**What is needed:** Rewrite the material below from the line containing "Where can you spot the blue" through the end, changing "lamp post" to "light pole" and leaving everything else as it is.

**Stored records:**
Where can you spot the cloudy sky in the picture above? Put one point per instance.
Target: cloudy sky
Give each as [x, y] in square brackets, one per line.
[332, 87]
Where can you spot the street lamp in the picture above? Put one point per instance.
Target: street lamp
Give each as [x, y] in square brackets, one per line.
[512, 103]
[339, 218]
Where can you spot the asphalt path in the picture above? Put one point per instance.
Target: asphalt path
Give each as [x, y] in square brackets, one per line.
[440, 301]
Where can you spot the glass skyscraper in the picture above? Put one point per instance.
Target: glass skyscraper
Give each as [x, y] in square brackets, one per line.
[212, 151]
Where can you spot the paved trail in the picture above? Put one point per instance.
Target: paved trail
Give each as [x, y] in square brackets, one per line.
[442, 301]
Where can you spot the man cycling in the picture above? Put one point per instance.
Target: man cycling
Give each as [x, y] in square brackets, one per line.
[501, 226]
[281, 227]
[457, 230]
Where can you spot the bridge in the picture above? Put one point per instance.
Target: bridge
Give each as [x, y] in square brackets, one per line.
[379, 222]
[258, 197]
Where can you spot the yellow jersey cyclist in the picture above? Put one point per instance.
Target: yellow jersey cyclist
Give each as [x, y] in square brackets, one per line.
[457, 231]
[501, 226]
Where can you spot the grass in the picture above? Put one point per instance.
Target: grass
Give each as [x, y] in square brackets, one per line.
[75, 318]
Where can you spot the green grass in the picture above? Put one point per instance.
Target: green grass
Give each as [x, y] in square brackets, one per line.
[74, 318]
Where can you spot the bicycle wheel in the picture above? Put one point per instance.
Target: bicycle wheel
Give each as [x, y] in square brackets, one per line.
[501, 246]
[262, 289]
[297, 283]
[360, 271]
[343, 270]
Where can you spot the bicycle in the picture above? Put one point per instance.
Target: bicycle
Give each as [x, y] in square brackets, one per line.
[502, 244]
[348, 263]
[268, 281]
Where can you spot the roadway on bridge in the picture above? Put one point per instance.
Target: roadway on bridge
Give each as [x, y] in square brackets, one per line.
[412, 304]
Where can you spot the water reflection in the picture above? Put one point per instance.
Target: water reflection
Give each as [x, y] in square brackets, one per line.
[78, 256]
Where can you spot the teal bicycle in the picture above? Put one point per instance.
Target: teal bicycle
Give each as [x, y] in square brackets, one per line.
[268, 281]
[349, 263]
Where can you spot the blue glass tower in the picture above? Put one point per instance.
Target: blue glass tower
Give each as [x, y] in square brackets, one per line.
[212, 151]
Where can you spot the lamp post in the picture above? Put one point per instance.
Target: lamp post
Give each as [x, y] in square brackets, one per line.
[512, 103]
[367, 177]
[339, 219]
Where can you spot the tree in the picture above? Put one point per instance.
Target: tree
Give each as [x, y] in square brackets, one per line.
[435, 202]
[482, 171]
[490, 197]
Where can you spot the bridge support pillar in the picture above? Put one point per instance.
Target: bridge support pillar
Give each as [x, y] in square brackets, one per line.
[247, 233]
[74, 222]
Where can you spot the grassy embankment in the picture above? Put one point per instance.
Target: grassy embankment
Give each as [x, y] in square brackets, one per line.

**Solution to this exercise:**
Where can you spot the blue glass tower in the picture above? Put one point per instance.
Target: blue glass tower
Give each as [x, y] in square brackets, one per line.
[212, 151]
Where can you spot the light pole in the picture above? Put one point per instance.
Target: light pole
Give each as [x, y] in square brackets, one per line.
[512, 103]
[367, 177]
[339, 219]
Where can you spot the tree in the picture above? Put one point per instance.
Target: tree
Give each as [x, y] in square brackets, one per line.
[435, 202]
[482, 171]
[490, 197]
Where can you spot the bridge support pillar in the picture above? Put one point per instance.
Target: bridge support pillar
Give each as [x, y] in square brackets, one per line.
[247, 233]
[74, 222]
Where can you spot the grassy embankment in the picture above? Put one point per instance.
Target: grassy embankment
Give each as [x, y] in square brackets, one per line.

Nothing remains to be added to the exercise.